> Set exercise: In the records below, can you rewrite everything from the line containing "the white car." down to the line containing "146, 751, 321, 796", both included, keeping the text lines unchanged but shifting every coordinate by adding 148?

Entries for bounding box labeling

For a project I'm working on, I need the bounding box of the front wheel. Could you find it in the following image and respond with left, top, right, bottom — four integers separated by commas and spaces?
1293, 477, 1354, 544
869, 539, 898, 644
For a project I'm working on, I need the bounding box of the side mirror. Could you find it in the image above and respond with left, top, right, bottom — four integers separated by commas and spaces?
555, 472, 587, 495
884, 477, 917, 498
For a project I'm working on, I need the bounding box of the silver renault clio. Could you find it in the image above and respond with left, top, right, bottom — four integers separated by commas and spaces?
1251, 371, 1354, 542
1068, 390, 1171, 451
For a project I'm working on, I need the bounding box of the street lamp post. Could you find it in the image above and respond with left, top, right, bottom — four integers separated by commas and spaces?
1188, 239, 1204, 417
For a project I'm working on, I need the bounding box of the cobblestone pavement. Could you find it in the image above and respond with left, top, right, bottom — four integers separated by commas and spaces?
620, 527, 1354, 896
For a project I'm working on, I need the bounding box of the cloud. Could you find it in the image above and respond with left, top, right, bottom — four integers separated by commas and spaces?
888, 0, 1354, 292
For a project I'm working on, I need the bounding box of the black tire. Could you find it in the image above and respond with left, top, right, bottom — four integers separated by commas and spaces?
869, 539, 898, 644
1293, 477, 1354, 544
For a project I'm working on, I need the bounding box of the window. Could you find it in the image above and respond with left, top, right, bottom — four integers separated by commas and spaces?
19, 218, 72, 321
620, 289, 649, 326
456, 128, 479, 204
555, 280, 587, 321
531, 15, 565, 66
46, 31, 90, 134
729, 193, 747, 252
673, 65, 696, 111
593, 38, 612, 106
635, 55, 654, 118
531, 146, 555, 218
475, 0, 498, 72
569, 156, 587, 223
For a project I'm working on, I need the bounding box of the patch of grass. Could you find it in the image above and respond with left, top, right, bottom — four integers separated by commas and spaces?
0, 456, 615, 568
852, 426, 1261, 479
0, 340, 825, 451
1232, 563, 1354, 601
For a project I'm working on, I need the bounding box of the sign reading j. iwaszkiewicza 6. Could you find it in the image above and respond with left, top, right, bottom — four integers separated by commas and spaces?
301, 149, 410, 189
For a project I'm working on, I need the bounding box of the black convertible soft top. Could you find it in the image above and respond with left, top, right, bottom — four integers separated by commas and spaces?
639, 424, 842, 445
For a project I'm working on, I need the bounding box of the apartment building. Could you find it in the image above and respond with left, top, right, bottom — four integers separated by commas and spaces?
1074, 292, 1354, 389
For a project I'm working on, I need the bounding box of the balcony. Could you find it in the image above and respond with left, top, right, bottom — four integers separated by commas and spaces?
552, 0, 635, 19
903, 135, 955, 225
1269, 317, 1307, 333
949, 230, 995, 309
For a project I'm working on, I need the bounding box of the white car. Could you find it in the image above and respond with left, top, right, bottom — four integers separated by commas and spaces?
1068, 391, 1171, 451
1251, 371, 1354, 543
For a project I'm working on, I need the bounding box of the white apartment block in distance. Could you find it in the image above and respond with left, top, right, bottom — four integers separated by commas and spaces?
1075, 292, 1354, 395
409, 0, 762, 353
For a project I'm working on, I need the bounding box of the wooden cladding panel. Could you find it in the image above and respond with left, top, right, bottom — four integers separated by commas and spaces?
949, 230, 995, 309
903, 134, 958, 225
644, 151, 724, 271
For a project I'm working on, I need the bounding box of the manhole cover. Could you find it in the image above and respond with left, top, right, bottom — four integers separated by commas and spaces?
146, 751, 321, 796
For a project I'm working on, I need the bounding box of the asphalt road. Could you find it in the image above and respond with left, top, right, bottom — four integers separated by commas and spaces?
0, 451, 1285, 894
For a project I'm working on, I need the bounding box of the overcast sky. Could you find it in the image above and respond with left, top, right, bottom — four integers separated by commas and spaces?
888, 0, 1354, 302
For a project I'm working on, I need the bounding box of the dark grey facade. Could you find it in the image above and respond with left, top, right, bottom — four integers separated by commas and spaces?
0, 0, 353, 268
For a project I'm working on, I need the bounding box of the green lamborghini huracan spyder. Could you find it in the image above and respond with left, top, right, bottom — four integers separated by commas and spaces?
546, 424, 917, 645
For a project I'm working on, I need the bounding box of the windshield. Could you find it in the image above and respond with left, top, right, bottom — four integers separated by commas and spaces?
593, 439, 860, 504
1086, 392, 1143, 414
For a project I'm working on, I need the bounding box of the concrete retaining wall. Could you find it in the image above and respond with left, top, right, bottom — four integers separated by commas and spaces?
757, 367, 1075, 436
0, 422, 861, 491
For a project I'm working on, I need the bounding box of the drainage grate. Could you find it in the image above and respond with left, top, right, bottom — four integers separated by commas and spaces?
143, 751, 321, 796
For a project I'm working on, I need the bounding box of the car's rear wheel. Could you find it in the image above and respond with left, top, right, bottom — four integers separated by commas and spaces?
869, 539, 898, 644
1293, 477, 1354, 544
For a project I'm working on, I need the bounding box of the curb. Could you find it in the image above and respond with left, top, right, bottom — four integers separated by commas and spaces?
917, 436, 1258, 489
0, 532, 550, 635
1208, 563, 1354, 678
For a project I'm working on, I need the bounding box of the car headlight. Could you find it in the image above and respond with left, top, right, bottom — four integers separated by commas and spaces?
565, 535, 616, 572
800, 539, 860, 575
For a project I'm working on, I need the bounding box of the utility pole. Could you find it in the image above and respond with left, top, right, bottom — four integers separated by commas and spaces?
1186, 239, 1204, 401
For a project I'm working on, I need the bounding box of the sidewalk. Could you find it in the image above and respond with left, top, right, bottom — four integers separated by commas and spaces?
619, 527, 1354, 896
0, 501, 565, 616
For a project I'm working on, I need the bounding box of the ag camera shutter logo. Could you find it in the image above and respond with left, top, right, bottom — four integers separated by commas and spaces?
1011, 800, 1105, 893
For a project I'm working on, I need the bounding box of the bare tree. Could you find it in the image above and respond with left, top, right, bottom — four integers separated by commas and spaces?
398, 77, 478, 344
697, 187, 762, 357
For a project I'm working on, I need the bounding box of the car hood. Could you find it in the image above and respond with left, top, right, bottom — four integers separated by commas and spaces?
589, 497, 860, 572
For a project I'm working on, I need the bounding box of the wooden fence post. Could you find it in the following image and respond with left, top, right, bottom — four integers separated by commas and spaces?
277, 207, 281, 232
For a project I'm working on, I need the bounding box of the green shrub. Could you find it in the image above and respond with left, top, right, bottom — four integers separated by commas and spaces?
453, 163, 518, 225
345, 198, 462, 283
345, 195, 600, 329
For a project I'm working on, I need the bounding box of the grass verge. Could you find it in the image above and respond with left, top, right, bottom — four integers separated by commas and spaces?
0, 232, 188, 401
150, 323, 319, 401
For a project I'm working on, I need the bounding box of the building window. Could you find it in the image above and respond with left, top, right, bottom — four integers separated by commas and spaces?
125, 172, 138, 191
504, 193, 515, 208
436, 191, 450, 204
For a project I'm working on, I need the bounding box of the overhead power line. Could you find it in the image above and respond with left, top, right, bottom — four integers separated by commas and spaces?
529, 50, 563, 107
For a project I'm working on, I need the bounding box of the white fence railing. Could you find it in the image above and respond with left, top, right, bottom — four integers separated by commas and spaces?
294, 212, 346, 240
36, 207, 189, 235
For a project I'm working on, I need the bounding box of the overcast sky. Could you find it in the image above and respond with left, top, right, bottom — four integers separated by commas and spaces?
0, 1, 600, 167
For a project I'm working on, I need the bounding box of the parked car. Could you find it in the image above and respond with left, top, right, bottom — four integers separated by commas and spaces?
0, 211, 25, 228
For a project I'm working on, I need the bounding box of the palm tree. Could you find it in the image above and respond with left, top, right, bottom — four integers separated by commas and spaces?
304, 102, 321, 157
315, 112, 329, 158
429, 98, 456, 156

> Reply:
For a project I'm working on, I need the bounding box of the white car. Could you find it in the image above and respond with left, top, right, bottom — four integers separated by commas and spaces?
1216, 539, 1319, 599
1399, 519, 1502, 691
For a project I'm working on, I need the bounding box of the white apartment block in distance. Could you find it in the image above and respond with left, top, right, bottom — four integers separated by commas and spaces?
1223, 440, 1502, 543
557, 148, 910, 501
For a project I'm working on, I need the bounding box of the wooden cladding panel. Could you find it in the image above and respond with left, top, right, bottom — four integers separated by commas and spaces?
1097, 378, 1143, 457
1051, 282, 1106, 373
792, 299, 872, 419
For a project I'm working on, I need the bounding box of the manhole cover. Could you find it in the image above and respond with left, top, right, bottom — four integers separated by commas and spaces?
294, 899, 469, 944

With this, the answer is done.